## WHAT YOU NEED TO DO:
The output is the lines below from the one with "like x=574, y=46." through the one with "like x=309, y=137.", both included, printed exactly and with no other line.

========================

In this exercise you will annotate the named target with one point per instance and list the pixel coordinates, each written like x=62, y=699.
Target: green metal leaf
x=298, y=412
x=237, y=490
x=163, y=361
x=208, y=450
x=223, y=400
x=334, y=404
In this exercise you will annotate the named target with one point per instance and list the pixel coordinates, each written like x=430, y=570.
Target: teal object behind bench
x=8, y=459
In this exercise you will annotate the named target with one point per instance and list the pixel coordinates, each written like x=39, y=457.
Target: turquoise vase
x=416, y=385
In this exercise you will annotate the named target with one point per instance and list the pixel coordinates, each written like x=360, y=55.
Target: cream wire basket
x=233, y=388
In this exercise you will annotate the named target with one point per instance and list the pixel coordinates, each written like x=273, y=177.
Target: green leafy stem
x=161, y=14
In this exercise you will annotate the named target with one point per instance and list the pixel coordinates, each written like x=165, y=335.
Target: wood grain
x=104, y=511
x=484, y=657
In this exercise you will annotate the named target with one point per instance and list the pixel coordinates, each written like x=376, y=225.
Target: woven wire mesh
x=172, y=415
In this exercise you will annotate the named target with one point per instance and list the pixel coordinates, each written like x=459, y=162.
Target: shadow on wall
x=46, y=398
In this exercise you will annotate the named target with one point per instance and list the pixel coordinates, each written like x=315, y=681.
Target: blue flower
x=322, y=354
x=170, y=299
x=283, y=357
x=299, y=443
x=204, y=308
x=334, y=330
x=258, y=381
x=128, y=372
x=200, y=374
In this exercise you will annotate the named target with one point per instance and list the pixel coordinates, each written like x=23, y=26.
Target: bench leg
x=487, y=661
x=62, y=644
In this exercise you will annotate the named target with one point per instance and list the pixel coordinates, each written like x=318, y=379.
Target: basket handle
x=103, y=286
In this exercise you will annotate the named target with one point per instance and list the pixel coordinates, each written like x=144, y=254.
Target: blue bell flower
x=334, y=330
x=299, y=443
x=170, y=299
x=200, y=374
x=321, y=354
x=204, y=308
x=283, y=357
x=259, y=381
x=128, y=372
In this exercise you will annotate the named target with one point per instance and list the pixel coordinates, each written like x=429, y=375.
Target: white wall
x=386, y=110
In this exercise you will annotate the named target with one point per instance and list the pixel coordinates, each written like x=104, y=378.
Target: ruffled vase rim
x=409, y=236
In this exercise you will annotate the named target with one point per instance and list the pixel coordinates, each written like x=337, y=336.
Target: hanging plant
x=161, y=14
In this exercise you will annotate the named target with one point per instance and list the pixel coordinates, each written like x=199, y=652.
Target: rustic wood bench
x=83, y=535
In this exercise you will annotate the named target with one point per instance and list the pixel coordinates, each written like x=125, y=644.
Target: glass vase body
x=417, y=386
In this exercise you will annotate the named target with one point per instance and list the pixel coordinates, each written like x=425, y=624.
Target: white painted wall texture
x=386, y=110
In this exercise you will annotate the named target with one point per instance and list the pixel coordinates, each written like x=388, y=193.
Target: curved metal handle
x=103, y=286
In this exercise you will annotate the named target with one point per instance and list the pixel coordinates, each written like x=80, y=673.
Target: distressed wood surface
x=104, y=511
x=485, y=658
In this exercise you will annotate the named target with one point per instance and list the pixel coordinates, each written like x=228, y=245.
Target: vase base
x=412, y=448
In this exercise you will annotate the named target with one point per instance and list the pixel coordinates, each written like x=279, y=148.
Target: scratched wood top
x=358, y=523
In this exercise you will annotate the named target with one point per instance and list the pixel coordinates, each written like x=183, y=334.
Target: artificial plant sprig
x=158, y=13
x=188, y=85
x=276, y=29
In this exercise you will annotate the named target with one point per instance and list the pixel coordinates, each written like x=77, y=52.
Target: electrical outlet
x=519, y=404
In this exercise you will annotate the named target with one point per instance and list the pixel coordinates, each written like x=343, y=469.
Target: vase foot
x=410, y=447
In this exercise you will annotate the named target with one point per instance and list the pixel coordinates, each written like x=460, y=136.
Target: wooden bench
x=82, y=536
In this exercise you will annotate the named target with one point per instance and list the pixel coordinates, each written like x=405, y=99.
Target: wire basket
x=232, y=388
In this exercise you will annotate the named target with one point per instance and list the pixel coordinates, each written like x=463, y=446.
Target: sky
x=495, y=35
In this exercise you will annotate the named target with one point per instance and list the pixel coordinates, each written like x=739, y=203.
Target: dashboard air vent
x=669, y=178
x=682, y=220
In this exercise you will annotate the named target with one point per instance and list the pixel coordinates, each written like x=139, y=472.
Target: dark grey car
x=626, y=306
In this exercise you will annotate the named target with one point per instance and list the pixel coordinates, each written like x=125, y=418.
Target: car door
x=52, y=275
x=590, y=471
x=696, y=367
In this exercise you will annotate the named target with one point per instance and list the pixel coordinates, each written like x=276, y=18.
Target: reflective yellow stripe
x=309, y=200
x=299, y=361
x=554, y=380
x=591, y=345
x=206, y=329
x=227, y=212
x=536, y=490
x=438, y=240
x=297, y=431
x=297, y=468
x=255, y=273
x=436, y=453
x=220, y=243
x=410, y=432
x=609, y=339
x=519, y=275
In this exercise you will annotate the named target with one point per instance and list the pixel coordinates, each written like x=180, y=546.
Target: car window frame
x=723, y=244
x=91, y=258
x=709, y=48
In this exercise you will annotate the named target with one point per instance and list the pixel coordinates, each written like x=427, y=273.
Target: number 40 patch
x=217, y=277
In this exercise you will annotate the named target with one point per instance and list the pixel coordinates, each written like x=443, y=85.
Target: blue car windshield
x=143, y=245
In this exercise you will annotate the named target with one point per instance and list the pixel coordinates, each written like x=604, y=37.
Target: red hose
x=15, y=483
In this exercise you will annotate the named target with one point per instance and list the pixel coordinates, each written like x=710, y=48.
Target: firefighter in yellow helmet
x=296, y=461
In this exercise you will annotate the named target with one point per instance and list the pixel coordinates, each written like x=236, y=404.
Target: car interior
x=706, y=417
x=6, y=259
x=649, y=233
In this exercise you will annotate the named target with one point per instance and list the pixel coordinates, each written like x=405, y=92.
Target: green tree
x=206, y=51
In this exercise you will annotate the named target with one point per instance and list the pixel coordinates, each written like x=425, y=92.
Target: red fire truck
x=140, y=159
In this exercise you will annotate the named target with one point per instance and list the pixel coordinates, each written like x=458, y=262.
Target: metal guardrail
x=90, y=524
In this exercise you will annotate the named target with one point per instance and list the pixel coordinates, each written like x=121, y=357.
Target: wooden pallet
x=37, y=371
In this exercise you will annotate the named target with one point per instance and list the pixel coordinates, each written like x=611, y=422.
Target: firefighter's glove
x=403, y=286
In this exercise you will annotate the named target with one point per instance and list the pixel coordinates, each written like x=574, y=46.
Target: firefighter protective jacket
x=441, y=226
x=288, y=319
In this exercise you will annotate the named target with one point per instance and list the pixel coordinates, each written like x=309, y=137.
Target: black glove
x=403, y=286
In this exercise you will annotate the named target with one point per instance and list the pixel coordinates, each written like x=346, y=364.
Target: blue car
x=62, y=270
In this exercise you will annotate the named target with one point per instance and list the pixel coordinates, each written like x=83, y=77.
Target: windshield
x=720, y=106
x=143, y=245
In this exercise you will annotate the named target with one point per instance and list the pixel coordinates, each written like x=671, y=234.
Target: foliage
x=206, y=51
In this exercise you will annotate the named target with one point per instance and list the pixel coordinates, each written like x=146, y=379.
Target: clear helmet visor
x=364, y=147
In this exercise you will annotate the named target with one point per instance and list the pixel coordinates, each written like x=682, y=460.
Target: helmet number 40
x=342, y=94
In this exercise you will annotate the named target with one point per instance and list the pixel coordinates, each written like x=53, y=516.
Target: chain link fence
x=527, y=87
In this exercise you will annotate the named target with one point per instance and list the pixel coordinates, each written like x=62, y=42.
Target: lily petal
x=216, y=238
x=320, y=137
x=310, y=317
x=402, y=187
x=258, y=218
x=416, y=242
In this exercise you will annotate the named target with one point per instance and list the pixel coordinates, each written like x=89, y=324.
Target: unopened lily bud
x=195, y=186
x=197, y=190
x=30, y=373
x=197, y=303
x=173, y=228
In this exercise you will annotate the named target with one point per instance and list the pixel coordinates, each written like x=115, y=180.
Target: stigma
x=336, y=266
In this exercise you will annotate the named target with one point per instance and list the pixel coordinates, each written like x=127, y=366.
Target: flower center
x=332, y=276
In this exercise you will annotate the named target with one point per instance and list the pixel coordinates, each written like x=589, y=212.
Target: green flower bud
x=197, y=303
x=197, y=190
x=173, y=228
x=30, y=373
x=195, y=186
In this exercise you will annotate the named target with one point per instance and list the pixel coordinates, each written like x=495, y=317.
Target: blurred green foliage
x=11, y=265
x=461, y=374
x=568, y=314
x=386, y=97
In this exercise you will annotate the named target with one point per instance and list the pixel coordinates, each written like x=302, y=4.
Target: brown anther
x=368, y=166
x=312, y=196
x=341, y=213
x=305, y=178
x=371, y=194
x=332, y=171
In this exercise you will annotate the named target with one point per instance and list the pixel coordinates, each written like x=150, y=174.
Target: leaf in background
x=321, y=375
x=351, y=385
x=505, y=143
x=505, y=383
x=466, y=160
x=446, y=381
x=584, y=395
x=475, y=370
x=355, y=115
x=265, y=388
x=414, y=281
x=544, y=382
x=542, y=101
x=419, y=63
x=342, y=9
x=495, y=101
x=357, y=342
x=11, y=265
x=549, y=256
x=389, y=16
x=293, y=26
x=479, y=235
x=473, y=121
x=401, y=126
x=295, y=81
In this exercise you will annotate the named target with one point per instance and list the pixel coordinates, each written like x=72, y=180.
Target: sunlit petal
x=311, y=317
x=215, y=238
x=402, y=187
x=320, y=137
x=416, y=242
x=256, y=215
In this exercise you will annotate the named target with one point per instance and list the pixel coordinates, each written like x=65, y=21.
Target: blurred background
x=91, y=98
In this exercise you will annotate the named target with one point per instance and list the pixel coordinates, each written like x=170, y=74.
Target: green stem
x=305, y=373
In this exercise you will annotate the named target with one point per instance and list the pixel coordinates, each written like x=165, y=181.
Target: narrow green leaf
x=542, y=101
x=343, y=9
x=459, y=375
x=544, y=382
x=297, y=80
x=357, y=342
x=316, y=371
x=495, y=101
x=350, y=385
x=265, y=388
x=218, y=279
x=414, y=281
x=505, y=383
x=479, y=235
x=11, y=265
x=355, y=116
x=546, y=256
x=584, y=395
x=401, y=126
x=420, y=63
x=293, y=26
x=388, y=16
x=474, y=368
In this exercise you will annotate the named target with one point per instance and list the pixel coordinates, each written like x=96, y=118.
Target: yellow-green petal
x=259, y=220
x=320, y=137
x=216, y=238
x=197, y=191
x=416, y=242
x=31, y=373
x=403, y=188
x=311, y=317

========================

## WRITTEN RESPONSE:
In this exercise you will annotate the named target with one point per instance and list the pixel coordinates, each written like x=574, y=46.
Target: firefighter protective jacket
x=441, y=226
x=288, y=319
In this exercise you will annotate the named target with one point per instance and list the pixel coordinates, each written like x=309, y=137.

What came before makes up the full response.